Что нужно сделать:
1 > Объясните, пользуясь текстом о романе «Июнь», почему рассказчик осмысляет войну не как идеологическое противостояние.
2 > Определите, согласуются ли с текстом о романе «Июнь» следующие утверждения: (а) герои романа успели усомниться в советской власти; (б) мировая война началась в сентябре 1939 года; (в) после войны в романе наступает новый мир. Ответьте «да» или «нет» и приведите решающие слова текста в точной цитате.
3 > Продолжите текст о романе «Июнь» с того места, где он заканчивается.
[Предложенный фрагмент]
Один из конфликтов исторического романа — пробуждение сознания героя, понимающего, что окружающая его жизнь и стоящая за ней идеология не такие, какими кажутся, и начинающего после этого бунтовать или сдающегося. Это извечный выбор: пойти против своего времени или в ногу с ним. У героев «Июня» его практически нет, и они не успели усомниться в советской власти. Препарируя их жизни, Дмитрий Быков показывает, как чудовищная историческая травма террора оказывается вытеснена в пласт личных отношений, изначально нездоровых. В Советском Союзе не может быть счастливой семьи.
Отметим, что ожидание современниками войны несколько раз «оправдывалось» (и обманулось в последний — самый страшный — в июне). Мировая война началась в сентябре 1939 года, несколько месяцев спустя — советско-финская, которую умолчали (не случайно совсем не советские строки о ней напишет Ольга Берггольц, словно мучимая тяжким предчувствием: «Безмирно живущему мёртвые мстят: Все знают, все помнят, а сами молчат»).
Война предстаёт в «Июне» очищением огнём и мечом, которого ждут герои, не способные по-другому решить свои проблемы. Но нового мира после войны не будет: хоть воздух и станет прозрачным, почти некому будет им дышать. Жажда, вызванная военной лихорадкой, оказывается созвучна милитаризованному духу тридцатых. Для утопии уже нет места: «пацифист устроит такую борьбу за мир, что мало кто выживет». Но и война осмысляется рассказчиком не как идеологическое противостояние, ведь Советскому Союзу ничего не стоит менять друзей и врагов.
[/Предложенный фрагмент]
[Показанные записи]
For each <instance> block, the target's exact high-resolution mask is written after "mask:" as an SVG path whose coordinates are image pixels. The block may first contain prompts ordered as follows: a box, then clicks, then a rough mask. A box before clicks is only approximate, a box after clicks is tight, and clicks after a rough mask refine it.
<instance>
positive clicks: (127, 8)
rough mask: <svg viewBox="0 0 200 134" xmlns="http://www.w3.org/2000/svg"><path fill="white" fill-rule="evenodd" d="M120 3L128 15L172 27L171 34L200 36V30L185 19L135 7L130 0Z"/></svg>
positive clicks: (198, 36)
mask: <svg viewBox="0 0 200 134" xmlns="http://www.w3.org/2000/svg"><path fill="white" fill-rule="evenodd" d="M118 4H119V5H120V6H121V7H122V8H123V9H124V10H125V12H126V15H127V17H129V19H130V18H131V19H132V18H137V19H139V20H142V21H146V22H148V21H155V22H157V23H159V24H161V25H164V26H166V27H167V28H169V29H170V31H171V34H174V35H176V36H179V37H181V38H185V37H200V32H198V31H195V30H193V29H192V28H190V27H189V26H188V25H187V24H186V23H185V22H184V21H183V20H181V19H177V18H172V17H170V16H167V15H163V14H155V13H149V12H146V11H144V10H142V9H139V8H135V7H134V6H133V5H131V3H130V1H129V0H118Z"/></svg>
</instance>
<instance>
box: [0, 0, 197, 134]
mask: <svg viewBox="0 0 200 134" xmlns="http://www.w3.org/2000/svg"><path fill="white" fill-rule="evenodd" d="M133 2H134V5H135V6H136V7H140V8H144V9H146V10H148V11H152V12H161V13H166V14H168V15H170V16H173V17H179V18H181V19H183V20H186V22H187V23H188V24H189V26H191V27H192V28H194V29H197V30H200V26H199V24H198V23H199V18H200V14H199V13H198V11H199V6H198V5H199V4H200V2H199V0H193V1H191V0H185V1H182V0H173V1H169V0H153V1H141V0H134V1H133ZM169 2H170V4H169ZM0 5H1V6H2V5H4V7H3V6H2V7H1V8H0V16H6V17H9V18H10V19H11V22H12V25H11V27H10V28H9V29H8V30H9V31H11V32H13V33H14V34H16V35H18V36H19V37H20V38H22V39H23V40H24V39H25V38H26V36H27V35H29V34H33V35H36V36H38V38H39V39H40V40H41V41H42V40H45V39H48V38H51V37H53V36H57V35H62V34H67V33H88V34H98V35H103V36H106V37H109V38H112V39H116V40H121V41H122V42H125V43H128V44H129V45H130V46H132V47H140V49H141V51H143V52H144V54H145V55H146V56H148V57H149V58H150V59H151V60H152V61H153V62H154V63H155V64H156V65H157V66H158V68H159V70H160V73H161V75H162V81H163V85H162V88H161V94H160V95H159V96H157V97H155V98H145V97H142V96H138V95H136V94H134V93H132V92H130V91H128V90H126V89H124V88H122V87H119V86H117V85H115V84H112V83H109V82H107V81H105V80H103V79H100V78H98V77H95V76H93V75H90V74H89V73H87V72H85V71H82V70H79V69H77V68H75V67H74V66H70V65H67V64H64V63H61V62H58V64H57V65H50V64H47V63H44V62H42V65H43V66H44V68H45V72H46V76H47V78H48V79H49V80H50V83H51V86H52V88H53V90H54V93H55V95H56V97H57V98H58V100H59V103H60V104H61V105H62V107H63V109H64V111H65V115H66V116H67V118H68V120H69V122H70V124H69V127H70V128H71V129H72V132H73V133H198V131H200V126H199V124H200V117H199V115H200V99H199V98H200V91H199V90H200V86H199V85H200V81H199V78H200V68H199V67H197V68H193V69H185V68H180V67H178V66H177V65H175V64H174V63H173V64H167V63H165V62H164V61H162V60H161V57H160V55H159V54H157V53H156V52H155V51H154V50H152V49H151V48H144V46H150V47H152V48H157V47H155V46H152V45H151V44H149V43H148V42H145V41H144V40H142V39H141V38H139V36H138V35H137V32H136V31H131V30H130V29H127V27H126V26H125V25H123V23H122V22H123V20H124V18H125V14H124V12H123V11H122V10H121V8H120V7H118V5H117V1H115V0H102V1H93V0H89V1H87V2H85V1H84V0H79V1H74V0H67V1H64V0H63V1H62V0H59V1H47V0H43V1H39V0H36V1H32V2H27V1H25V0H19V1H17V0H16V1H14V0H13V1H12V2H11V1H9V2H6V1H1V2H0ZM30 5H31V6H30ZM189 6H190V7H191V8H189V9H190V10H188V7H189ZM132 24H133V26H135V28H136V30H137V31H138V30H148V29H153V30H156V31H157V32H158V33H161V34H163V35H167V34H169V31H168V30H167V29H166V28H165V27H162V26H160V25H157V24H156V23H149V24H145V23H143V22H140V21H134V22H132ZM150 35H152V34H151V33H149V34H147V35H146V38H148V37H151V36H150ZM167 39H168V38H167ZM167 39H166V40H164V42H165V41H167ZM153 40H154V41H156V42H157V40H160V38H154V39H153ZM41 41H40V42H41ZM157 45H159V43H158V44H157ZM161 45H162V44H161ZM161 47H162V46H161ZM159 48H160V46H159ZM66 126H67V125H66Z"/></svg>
[/Показанные записи]
Ответы к заданиям:
1 > По тексту, рассказчик не видит в войне идеологического противостояния, потому что Советскому Союзу ничего не стоит менять друзей и врагов.

2 >
(а) Нет: «они не успели усомниться в советской власти».
(б) Да: «Мировая война началась в сентябре 1939 года».
(в) Нет: «Но нового мира после войны не будет».

3 >
Молодые люди идут на Зимнюю войну (Советско-финляндская война 1939-1940 гг. — Прим. ред.) только потому, что это война вообще, а с кем именно — для них не так уж важно: «просто чтобы бросить себя на неведомую чашу, которая вдруг перевесит — и тогда все поймут, что хватит». Вторя своим героям, автор случайно или намеренно говорит о комиссарах в 1941 году, хотя вместо них уже были замполиты. Военным опытом грезят будущие прозаики и поэты, и он оказывается единственным недоступным творческому воображению. Война выполняет и конститутивную функцию, служа мифом основания: «Бывают времена, когда нет логики, и без войны её уже не выстроишь». Это милитаризация советского общества: от френча и сияющих сапог до норм ГТО.
Для Дмитрия Быкова написать историю тридцатых невозможно. Обречёнными на неудачу оказываются роман Миши, стихи его сокурсников и пьеса его приятелей, публицистика Бори, а в конечном итоге и попытка колдовать словами Крастышевского. Ища новой формы для высказывания о предвоенных годах, писатель использует для своей книги реальные сюжеты и участвовавших в них людей. Его роман оказывается так и не созданным в действительности, но очень правдоподобным (квази)историческим источником, помогающим нам лучше понять предвоенные годы.
Технически «Июнь» представляет собой огромный и почти слитный поток авторского сознания, знающего, с чего всё началось и чем всё закончится, умеющего говорить намёками и сплетающего воедино голоса множества героев, а стилистическая как бы небрежность придаёт повествованию живости.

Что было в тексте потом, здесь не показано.